Supplied information:
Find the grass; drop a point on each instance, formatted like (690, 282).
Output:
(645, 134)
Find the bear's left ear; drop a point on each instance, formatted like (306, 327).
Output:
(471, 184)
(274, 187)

What is needed:
Identify and extract each line of the listing that contains "drop".

Exercise solution:
Find the grass; drop a point on each instance, formatted like (690, 282).
Find the bear's left ear; drop a point on each instance, formatted like (306, 327).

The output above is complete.